> [DESCRIPTION OF THE TASK] Can you rescale the entries from the line containing "of the concrete" through the end of the entries, both ends included, by writing out every one of those lines again, requests included? Multiply each coordinate in the answers by 1.95 and round to a whole number, with halves rounded up.

[Saved entries]
----

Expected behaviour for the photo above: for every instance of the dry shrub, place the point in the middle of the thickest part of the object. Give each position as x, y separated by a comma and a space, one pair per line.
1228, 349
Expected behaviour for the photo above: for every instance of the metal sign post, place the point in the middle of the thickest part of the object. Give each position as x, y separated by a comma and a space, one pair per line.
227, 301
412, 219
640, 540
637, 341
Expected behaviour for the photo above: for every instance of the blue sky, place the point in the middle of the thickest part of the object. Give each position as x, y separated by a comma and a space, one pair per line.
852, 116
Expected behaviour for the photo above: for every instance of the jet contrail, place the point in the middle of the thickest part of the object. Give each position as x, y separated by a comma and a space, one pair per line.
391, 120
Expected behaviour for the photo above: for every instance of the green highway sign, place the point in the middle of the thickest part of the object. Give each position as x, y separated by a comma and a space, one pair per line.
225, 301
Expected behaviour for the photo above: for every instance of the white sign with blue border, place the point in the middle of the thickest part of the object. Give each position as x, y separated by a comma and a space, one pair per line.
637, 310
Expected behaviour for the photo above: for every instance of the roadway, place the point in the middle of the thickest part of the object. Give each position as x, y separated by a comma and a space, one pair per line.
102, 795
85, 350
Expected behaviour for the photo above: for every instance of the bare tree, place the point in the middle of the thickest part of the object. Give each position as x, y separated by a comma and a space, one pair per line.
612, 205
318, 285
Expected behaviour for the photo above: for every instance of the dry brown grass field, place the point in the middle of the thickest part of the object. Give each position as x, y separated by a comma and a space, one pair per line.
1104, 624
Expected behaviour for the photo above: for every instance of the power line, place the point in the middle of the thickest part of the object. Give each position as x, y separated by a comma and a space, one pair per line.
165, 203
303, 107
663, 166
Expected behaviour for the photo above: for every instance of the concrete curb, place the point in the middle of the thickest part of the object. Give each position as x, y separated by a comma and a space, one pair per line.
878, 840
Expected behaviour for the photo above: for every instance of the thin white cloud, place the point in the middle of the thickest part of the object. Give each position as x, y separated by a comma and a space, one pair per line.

----

> [ANSWER TO THIS PROBLEM]
Expected behaviour for the photo above: for every instance of the concrete curb, place the point in the middle of the thickest part of the object. Give each position as x, y separated by a comma and a space, one pair per line.
1712, 1638
Expected behaviour for the photo above: for every instance of the thin white cloud, place the point in the middle of the thickest part of the object. Give each position as x, y separated by a comma and a space, one pair per line.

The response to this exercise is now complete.